_Passage donné:_
◆ ◆ ◆
Ce ne sont pas seulement les allusions à la seconde guerre mondiale et à la déportation des Juifs qui sont scandaleuses. Certes la commission européenne a pour mission de veiller au respect, par chaque pays membre, des accords signés. Cependant cette mission s’arrête, par exemple, à l’évaluation de la politique de la France dans le domaine concerné. Elle ne va pas jusqu’à la correction orthographique des circulaires de bas niveau émanant de son administration.

Les partisans de la République européenne ne doivent pas avoir peur de comparer les instances dirigeantes de l’Union européenne à l’ancien régime en France. Les commissaires d’aujourd’hui sont les fermiers généraux de jadis. Comme ces derniers, ils ont reçu une délégation. Dans le cas des premiers, c’est la délégation accordée par les Etats membres pour contrôler le respect du politiquement correct, en l’affermissant au besoin comme cela vient d’être fait. Pour les derniers, c’était, rappelons-le, la délégation accordée par le Monarque pour percevoir l’impôt, en l’affermissant à leur profit. Ni les uns ni les autres n’ont la moindre légitimité. La désignation des commissaires résulte de tractations souterraines entre dirigeants, pour lesquelles les petits états comptent autant que les grands. L’inégalité devant la représentation populaire dans le choix de la commission est de l’ordre de celle qui existait entre la noblesse et le tiers-état sous l’ancien régime.

De même que les fermiers généraux incarnaient ce qu’il y avait de pire dans la monarchie française, de même les commissaires européens incarnent ce qu’il y a de pire dans l’actuelle Union. Sans aller jusqu’à la guillotine qu’avait appliquée la Révolution française à tous les gens de cet acabit, c’est un grand coup de balai qui devrait les chasser tous ensemble.
◆ ◆ ◆
_Extraits de données:_
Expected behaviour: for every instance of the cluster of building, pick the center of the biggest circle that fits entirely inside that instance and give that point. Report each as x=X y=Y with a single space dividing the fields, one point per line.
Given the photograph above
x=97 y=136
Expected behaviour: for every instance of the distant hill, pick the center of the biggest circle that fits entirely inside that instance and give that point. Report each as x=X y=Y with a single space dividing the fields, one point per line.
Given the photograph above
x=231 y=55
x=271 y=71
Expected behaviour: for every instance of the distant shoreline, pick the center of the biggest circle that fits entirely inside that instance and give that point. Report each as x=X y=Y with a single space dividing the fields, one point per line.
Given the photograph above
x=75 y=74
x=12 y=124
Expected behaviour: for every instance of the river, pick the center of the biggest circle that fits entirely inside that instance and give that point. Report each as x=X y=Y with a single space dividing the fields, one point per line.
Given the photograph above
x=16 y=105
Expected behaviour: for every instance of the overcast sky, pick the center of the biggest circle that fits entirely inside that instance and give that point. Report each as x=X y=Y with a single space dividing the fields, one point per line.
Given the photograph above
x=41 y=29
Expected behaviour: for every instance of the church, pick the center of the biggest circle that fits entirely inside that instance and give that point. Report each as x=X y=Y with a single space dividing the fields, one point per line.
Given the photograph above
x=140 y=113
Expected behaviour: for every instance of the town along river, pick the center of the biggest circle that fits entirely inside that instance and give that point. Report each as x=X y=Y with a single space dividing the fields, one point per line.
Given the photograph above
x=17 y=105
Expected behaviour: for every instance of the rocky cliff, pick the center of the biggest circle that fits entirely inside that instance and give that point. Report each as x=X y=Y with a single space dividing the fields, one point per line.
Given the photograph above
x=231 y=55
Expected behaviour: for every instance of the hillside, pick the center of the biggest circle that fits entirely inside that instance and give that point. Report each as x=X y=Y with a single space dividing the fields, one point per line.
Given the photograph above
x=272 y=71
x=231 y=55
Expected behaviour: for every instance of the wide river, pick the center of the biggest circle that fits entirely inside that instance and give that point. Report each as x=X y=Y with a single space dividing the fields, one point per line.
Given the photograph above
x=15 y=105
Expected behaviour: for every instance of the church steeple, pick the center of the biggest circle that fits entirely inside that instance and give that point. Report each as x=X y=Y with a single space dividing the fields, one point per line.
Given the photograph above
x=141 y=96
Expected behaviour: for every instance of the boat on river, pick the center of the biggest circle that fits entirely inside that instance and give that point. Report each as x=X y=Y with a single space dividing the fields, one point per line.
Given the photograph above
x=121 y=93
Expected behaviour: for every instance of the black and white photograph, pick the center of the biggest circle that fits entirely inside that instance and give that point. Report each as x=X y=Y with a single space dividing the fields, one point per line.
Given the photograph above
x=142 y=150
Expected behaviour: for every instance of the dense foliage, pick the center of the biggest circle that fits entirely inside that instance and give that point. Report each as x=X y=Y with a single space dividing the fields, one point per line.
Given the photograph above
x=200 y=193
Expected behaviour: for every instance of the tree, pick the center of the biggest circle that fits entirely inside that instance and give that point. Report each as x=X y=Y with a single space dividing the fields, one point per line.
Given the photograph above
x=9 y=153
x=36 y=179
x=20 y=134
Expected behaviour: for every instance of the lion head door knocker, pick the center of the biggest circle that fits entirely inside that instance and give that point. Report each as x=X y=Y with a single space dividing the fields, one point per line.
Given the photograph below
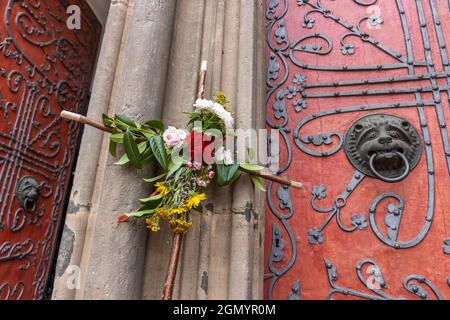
x=383 y=146
x=27 y=193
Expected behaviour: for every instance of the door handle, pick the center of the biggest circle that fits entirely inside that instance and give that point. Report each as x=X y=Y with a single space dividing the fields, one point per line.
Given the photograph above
x=383 y=146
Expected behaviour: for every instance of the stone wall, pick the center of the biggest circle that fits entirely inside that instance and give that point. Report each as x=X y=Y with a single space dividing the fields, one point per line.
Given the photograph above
x=148 y=68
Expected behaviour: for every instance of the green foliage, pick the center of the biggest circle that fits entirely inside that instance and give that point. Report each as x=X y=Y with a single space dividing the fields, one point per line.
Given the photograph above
x=226 y=175
x=159 y=150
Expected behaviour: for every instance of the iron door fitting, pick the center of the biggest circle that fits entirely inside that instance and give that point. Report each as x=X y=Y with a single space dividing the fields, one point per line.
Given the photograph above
x=27 y=193
x=383 y=146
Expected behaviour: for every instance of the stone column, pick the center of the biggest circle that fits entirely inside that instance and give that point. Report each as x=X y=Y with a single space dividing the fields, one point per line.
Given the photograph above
x=240 y=280
x=80 y=203
x=116 y=258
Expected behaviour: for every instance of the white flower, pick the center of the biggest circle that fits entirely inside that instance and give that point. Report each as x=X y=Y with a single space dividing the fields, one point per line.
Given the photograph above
x=204 y=104
x=225 y=156
x=174 y=137
x=218 y=109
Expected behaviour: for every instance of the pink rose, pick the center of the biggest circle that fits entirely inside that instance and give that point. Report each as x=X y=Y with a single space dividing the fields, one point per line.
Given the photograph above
x=197 y=165
x=173 y=137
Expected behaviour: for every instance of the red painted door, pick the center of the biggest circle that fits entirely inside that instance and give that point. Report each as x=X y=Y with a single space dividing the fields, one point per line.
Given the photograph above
x=44 y=68
x=359 y=90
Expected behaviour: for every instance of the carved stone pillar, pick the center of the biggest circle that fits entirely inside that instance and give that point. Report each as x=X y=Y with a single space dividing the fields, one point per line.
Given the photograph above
x=116 y=257
x=71 y=248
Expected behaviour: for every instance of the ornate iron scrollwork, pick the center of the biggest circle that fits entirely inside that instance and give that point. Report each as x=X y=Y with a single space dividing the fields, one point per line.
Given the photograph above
x=376 y=283
x=417 y=86
x=383 y=146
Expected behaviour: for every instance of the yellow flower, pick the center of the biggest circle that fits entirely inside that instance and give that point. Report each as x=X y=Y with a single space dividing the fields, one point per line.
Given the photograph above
x=163 y=213
x=162 y=189
x=153 y=224
x=178 y=211
x=195 y=200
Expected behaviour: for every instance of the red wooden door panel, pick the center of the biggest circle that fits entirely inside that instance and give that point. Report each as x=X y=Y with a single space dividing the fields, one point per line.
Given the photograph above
x=44 y=68
x=348 y=235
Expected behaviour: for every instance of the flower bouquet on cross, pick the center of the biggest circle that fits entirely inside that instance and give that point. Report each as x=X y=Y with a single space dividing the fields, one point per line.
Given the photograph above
x=189 y=159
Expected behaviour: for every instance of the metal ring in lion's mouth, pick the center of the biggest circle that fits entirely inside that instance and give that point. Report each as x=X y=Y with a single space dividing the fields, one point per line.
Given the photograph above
x=387 y=179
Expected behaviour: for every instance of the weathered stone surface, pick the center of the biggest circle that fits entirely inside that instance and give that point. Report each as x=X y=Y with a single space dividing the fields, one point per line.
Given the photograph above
x=81 y=196
x=221 y=255
x=116 y=258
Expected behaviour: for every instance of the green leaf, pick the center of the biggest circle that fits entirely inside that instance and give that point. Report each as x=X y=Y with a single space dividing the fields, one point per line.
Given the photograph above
x=123 y=161
x=147 y=156
x=173 y=168
x=113 y=148
x=159 y=150
x=226 y=174
x=155 y=124
x=258 y=183
x=131 y=149
x=107 y=121
x=126 y=120
x=141 y=214
x=117 y=137
x=251 y=167
x=148 y=135
x=155 y=178
x=151 y=199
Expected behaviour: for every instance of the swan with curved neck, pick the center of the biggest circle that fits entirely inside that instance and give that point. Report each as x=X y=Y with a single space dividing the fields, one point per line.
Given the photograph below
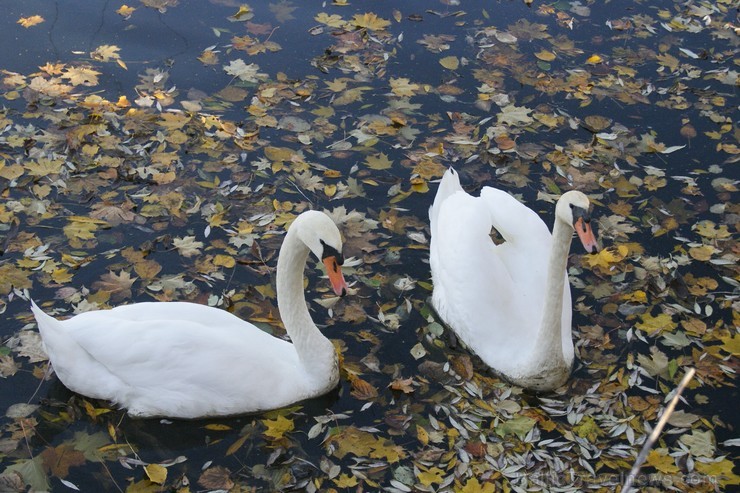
◆ ◆ ◆
Recopiez le passage sur les commissaires européens en commençant aux mots « De même que » et en vous arrêtant après « chasser tous ensemble. ».

_Tâche accomplie:_
De même que les fermiers généraux incarnaient ce qu’il y avait de pire dans la monarchie française, de même les commissaires européens incarnent ce qu’il y a de pire dans l’actuelle Union. Sans aller jusqu’à la guillotine qu’avait appliquée la Révolution française à tous les gens de cet acabit, c’est un grand coup de balai qui devrait les chasser tous ensemble.